## Given instruction 1:
Find every line in the records below that contains the string "stem", including lines where it is part of a longer word, and copy each of those lines.

Meeting Muhammad Ali: Looking back on an unforgettable day with the Champ
At the end of a recent day, in which two terrorist attacks in Europe had ended more lives and rattled more nerves, I came upon him by chance. He was in a drawer, in an old magazine photo. His mouth was open famously wide, his brown eyes lit with a shimmering mischief that, even in my boyhood’s worst moments, a half-century ago, always made me feel a little better. Now, just as then, I smiled, as if I were 13 years old again.
Thank you for that, I wanted to say to him. At the end of a year filled with numbing global horrors and American political tumult, I’m writing this in 2016’s last days to celebrate a wondrous life, acknowledge a debt, and share a story.
Here’s the kind of obsession he inspired: In my youth, I wore white athletic shoes, because he did. I sometimes warmed up for playground games by performing for my puzzled friends a peculiar-looking dance, bounding swiftly clockwise, because he did. When I first tried my hand, in the fifth grade, at writing a two-page biography littered with misspellings and shameless adoration, it was all about him.

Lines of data

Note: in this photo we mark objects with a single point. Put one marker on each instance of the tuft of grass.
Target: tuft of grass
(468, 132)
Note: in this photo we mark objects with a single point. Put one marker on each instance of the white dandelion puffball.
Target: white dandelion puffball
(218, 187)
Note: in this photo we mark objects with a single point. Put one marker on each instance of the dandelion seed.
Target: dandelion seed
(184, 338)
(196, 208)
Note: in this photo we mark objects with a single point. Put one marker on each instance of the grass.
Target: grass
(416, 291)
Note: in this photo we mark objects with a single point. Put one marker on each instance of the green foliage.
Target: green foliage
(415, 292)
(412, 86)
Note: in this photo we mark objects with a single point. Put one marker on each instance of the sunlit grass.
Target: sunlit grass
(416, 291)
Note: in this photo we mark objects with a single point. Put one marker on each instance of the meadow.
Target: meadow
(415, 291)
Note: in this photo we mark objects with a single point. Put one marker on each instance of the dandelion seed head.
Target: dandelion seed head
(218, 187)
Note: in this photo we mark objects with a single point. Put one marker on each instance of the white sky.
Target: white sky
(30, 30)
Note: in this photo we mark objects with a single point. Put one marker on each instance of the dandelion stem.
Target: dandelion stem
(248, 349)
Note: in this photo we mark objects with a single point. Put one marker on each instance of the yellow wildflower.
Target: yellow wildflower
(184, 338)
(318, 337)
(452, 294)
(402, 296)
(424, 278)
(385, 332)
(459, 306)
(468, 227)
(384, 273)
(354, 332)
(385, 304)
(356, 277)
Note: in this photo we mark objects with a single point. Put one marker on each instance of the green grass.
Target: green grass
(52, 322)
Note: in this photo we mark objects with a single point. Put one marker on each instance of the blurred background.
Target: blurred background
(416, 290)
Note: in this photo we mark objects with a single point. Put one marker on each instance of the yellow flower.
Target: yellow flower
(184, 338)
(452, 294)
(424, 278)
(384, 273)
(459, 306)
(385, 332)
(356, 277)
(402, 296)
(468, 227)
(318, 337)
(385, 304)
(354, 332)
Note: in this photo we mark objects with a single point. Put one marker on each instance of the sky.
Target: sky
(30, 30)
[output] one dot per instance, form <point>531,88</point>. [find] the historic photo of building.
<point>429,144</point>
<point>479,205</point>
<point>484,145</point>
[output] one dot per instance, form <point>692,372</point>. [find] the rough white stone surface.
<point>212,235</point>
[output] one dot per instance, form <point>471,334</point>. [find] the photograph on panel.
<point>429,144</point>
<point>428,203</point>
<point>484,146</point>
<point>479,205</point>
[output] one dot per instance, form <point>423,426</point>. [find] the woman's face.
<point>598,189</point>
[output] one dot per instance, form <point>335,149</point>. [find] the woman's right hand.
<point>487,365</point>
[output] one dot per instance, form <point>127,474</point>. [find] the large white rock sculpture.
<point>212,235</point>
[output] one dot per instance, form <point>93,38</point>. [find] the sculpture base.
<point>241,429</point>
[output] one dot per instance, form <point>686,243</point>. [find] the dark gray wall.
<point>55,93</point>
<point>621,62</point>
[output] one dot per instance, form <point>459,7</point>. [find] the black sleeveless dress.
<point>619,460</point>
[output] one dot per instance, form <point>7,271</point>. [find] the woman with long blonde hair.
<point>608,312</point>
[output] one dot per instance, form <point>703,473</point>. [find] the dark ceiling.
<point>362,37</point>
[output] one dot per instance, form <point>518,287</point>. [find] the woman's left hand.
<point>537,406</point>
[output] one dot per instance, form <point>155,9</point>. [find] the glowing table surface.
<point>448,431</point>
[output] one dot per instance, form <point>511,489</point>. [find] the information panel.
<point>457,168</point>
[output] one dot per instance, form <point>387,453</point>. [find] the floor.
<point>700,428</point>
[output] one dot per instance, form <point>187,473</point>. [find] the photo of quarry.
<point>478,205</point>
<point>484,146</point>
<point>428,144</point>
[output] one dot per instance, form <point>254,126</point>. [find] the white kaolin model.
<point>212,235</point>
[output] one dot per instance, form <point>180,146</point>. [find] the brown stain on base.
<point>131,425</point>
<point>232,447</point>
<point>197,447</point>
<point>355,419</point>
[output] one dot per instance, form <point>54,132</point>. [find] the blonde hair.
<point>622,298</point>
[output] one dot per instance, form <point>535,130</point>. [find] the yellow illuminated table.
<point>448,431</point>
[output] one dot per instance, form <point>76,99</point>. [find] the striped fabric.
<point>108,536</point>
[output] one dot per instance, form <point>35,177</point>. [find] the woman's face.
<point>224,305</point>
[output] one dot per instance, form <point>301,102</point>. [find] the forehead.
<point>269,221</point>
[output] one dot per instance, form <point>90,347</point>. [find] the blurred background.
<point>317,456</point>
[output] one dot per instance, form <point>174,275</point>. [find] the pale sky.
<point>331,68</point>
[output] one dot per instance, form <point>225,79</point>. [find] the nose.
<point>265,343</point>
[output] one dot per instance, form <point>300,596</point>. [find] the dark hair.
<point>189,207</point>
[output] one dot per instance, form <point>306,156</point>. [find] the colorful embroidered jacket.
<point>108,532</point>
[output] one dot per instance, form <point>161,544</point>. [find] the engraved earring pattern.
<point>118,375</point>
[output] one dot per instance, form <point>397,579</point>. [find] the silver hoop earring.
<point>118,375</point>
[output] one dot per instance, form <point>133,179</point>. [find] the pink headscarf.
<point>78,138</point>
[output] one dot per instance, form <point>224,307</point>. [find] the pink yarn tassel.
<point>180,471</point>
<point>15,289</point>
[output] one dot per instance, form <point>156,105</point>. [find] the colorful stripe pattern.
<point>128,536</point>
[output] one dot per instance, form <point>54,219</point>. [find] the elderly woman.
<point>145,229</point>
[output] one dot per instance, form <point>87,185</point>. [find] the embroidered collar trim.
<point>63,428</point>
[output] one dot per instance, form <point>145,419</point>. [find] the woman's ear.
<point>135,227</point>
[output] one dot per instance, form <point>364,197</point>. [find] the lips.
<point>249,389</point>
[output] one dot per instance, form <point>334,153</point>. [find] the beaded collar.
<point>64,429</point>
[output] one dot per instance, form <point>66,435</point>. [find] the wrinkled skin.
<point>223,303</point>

## Given instruction 2:
Pick up the piece about meeting Muhammad Ali right after its last sentence above, and keep writing it.

## Written response 1:
Note: in this photo we mark objects with a single point. Put one marker on each instance of the dandelion stem.
Target: dandelion stem

## Written response 2:
So it made perfect sense to me that at 20, by then an impulsive college student with loose ties to a university newspaper and an invitation from no one, I went off to see Muhammad Ali.
It was late August of 1973. He had a fight approaching. As a boxer, he was perhaps 80% of what he had been during his supremacy of the Sixties, his dance and reflexes noticeably dimmed. Earlier that year, he had suffered a broken jaw in a loss to a previously little known heavyweight named Ken Norton. In 1971, he had lost to Joe Frazier, in the first of their three fights.
Yet, even at 80%, he was still Ali. Although many doubted he could beat Norton in the coming rematch and few gave him any chance of ever beating the younger, bigger-punching, fearsome new heavyweight champion George Foreman, he was still the most arresting presence in sports. And I was a punk kid headed his way.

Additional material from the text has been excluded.